> PROBLEM A: Count the lines in the rows that contain the word "dark" and reply with that number alone.

R: When this happened at the end of 2016, of these three platforms, Kugou was the largest, followed by QQ Music, and then Kuwo. Together they accounted for 56% of the market. Today, it’s even higher than that, some say as high as 70%.
Y: Rumors of the pending IPO began a while ago, but it wasn’t until September that the news hit the wires. The prospectus was filed on October 2nd, the the IPO was delayed for two months due to market volatility.

[7:52] R: And when it finally IPOed we know how that ended. Below IPO price, as many have predicted. But is that because the markets are just terrible these days, or something about the business? Let’s see …To talk about that, the first thing we have to talk about, whenever we talk about China music, is the importance of copyrights.
Y: When Kuwo Music was acquired for nearly $100 million ten years after its founding, 雷鸣 Lei Ming, the tech founder, said: “Now music has completely become a “race to own copyrights”. I am an engineer, and have decided to gradually withdraw from management.”
R: What did he mean? Well, industry sources estimate that until 2011, 99% of music in China was pirated. But it was also around then that the government got much more serious about intellectual property and there was a flurry of purchases for IP in every sector that touched content.

> SUPPLIED INFORMATION:

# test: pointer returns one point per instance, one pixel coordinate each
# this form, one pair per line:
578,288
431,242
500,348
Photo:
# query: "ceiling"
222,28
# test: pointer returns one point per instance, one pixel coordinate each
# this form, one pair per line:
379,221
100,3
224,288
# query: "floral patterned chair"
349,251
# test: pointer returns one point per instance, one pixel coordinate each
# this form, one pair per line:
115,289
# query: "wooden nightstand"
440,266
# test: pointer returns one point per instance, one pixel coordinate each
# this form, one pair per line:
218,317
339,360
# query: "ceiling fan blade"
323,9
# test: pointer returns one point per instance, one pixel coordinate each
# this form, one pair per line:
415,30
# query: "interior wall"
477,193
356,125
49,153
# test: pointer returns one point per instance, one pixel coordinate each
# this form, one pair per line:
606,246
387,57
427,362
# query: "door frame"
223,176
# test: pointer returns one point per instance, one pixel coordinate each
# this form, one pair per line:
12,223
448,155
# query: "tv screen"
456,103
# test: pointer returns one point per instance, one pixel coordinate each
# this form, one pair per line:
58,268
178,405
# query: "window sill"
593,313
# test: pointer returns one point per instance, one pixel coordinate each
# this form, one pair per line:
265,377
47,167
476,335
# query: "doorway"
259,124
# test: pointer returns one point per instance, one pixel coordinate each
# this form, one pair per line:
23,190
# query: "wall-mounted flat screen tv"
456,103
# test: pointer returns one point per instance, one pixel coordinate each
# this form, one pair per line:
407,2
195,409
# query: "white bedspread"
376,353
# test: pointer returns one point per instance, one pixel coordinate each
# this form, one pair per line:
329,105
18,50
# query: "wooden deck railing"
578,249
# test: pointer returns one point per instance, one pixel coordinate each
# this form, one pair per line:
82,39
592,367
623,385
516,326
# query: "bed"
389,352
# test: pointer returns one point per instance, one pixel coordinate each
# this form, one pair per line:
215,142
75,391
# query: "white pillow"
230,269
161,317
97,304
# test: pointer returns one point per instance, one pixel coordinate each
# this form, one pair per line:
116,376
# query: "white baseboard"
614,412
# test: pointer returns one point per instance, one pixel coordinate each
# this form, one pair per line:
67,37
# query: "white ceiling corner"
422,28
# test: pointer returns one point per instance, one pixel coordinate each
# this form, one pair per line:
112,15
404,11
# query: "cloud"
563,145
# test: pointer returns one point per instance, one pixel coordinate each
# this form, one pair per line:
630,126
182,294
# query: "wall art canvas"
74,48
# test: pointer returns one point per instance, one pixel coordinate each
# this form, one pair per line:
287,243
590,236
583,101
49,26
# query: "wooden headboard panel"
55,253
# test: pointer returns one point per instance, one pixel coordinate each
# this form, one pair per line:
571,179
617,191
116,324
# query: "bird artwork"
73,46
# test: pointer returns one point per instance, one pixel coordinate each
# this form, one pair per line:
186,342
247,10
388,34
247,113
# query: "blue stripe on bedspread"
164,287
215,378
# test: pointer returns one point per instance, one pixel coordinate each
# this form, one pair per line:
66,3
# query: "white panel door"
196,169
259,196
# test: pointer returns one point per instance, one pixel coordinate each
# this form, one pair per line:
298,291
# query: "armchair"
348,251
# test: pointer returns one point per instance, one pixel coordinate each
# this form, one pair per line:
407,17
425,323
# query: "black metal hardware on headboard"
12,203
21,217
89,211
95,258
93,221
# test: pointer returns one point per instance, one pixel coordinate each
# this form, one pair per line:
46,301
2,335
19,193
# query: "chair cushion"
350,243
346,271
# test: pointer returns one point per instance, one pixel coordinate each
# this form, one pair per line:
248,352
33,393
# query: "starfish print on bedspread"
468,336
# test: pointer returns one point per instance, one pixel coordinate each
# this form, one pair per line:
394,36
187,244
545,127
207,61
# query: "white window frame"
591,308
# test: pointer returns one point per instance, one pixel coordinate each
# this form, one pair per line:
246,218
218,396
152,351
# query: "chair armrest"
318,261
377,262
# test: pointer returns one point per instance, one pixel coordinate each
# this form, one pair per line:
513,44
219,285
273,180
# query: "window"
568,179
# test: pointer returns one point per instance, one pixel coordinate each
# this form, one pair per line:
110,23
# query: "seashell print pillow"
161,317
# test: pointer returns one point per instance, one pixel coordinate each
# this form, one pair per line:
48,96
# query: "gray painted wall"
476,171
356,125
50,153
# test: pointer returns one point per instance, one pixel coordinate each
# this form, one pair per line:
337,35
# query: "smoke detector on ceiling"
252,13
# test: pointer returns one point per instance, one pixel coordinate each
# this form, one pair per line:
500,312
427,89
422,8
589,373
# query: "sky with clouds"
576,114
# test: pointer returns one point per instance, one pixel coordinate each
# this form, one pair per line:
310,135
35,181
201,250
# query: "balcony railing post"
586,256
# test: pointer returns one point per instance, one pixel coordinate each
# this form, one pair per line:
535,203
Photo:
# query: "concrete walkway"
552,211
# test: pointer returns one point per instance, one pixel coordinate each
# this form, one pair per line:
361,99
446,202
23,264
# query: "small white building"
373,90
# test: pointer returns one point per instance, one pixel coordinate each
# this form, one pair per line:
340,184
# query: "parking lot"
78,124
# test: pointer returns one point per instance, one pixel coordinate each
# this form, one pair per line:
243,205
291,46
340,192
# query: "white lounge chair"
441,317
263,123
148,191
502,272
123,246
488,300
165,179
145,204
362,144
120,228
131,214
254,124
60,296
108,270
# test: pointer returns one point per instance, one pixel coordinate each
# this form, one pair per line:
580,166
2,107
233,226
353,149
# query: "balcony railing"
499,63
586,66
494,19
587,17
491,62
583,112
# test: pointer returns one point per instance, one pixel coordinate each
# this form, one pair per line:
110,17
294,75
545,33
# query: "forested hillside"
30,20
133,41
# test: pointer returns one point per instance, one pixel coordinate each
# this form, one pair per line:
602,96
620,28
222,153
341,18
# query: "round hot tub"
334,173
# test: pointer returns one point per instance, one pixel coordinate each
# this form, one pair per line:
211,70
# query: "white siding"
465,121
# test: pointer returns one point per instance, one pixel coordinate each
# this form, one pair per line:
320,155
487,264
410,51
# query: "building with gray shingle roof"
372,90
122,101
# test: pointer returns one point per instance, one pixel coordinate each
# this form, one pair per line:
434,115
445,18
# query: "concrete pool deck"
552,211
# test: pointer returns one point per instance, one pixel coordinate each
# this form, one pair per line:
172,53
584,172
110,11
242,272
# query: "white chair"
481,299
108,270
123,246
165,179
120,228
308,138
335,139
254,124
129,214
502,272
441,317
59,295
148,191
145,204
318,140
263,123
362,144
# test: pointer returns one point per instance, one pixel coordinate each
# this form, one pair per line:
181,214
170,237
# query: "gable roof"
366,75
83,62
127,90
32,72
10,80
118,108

---

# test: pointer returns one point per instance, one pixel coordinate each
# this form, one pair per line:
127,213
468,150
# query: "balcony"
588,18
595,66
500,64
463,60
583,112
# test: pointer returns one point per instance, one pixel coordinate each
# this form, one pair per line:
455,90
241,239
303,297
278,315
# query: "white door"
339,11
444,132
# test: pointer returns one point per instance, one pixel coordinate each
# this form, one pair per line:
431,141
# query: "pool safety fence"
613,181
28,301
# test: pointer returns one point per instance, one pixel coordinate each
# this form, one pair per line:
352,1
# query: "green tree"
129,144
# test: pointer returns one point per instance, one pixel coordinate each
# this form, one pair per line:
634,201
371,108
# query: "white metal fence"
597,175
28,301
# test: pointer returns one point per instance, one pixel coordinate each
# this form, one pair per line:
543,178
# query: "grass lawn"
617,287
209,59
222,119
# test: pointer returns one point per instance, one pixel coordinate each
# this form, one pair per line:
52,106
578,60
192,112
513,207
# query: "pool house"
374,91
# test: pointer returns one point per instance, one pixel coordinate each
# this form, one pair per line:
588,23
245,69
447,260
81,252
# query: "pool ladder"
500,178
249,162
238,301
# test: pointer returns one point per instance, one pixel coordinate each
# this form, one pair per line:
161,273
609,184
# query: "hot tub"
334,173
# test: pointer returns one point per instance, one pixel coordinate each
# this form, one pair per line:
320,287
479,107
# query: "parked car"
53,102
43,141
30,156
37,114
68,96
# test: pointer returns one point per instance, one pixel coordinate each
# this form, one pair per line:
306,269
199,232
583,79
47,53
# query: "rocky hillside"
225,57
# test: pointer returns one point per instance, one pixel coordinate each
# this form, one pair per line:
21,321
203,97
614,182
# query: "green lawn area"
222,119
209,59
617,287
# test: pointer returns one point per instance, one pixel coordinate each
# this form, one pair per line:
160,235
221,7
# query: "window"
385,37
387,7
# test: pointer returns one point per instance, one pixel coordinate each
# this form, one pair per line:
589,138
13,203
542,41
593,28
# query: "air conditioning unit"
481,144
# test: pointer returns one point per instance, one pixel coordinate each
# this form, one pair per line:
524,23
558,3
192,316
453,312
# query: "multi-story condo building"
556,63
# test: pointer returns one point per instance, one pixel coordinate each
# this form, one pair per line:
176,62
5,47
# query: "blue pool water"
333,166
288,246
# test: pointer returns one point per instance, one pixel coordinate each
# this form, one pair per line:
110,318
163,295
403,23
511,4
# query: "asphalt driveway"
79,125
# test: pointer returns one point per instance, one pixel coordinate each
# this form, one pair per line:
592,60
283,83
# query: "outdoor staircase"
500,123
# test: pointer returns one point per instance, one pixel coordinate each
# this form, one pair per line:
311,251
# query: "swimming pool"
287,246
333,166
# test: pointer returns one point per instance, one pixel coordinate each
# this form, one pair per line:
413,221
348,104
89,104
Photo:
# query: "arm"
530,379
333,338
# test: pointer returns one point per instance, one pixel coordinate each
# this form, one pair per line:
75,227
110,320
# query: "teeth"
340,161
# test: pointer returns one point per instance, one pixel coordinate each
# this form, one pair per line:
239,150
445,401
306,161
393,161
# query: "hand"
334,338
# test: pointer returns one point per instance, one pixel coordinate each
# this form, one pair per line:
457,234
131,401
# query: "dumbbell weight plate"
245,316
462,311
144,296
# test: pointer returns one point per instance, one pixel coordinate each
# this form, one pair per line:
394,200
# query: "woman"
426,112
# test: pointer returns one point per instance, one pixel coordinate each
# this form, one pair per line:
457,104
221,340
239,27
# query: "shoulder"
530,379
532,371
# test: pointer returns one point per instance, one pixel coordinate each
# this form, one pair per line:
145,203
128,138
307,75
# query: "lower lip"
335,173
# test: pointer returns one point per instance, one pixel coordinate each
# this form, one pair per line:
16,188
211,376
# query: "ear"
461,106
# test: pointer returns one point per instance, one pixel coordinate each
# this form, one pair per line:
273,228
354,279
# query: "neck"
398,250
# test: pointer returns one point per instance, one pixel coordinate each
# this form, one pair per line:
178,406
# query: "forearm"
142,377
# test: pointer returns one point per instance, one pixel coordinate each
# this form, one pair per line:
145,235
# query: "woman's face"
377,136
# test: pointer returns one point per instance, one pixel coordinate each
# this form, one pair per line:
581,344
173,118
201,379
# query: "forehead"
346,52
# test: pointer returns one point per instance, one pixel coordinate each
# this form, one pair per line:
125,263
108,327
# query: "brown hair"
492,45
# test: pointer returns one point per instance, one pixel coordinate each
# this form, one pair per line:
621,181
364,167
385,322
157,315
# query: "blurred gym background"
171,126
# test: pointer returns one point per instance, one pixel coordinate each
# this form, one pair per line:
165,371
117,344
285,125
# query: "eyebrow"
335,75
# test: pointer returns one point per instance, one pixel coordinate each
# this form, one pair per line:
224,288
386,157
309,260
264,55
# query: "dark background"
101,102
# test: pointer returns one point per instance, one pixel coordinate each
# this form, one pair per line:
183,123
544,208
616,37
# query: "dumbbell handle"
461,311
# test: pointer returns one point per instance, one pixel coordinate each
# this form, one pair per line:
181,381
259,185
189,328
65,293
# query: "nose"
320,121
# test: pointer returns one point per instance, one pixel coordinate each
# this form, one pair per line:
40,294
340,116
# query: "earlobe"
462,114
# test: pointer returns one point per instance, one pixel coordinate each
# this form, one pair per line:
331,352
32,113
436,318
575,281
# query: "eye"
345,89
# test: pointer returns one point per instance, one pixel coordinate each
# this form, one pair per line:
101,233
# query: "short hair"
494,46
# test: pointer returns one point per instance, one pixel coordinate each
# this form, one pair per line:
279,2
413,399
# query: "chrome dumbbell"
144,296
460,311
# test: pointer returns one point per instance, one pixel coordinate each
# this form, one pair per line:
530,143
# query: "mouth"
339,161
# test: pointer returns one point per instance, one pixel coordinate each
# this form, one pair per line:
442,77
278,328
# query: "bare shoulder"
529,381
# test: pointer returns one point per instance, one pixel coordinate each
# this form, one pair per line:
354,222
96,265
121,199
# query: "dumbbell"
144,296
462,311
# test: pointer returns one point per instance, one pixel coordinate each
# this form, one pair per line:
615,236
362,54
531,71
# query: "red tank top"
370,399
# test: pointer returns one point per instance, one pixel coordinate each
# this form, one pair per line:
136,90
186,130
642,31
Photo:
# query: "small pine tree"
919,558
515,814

==

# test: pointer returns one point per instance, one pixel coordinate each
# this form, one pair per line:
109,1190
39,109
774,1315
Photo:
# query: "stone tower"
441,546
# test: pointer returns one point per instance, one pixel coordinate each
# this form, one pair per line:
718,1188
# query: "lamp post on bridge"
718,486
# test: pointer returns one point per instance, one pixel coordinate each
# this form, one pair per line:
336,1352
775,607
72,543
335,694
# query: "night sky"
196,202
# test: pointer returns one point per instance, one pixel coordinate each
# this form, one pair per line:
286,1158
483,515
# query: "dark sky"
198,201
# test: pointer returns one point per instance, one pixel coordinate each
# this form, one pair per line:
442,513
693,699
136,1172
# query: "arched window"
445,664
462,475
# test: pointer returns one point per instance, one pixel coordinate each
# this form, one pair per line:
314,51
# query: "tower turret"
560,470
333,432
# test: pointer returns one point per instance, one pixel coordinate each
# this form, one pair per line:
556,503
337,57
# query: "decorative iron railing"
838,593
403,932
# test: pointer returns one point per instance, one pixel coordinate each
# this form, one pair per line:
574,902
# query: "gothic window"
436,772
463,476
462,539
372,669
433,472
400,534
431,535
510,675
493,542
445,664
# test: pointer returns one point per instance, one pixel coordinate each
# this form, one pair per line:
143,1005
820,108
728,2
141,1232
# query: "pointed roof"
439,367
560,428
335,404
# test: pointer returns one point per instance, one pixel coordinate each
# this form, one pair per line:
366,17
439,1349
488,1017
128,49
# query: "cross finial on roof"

> PROBLEM B: In the text on China's music market, what share of music in China do industry sources estimate was pirated until 2011?

> ANSWER A: 2

> ANSWER B: 99%